[TÂCHE À RÉALISER] D'après l'extrait sur le problème des colocataires, en quoi ce problème diffère-t-il du problème des mariages stables ?

[EXTRAIT]
┌──

En mathématiques et en algorithmique, le problème des colocataires consiste à trouver, étant donné un nombre pair d'individus, une façon stable de former des paires d'individus. Chaque individu a classé les autres individus selon un ordre de préférence. La stabilité signifie qu'il n'existe pas deux couples (a,b) et (a',b') tels que a préférerait être avec a’ qu’avec b, et a’ préférerait être avec a qu'avec b’. Ce problème diffère du problème des mariages stables par le fait que les individus ne sont pas séparés en deux ensembles, les hommes et les femmes, tels qu'un homme ne peut s'apparier qu'avec une femme et réciproquement.

└──

[DONNÉES PRÉSENTÉES]
┌──

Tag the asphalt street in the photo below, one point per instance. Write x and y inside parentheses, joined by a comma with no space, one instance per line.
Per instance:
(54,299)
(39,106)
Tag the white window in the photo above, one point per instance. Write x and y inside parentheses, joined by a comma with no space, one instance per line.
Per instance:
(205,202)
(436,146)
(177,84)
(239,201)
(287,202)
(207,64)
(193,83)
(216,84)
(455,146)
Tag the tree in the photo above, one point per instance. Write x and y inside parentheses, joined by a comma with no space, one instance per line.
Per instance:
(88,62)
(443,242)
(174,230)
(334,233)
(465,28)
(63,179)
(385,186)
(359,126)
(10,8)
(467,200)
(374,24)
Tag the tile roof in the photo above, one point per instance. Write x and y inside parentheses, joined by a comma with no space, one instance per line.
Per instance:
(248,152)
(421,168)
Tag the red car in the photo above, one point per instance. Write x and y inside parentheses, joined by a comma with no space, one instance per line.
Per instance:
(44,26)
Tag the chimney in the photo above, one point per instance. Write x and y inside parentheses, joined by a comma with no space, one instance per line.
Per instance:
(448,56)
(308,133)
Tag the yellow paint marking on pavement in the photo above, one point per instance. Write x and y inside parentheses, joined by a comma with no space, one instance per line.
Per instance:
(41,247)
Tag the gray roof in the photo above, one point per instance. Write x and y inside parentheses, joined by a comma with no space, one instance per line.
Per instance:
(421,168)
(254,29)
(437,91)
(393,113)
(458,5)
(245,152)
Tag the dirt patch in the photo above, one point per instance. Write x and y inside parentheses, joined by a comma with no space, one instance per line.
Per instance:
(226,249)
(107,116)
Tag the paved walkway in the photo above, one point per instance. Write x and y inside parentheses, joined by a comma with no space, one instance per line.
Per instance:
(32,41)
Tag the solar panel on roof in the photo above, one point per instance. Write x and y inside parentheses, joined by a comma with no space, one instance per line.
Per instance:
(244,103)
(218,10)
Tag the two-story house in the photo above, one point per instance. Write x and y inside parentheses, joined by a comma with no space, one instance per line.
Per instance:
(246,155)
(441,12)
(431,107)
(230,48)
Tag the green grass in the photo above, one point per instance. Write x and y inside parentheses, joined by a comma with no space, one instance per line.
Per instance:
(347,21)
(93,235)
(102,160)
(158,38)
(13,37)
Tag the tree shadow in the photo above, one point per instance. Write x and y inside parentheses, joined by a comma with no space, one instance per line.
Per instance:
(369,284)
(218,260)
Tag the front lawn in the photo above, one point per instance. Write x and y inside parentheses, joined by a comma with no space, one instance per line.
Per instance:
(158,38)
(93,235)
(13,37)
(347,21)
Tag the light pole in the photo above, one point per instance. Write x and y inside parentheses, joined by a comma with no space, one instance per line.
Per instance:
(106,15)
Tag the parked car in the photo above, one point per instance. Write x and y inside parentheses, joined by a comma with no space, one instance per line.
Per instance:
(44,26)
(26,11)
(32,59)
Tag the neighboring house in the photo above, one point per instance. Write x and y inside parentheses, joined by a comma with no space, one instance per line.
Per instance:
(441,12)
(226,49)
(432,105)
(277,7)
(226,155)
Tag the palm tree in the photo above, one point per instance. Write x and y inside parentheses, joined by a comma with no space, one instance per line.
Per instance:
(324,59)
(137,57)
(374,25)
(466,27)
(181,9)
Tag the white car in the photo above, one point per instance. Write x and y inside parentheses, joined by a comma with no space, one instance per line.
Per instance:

└──

[RÉSULTAT] Les individus n'y sont pas séparés en deux ensembles, les hommes et les femmes, où un homme ne peut s'apparier qu'avec une femme et réciproquement.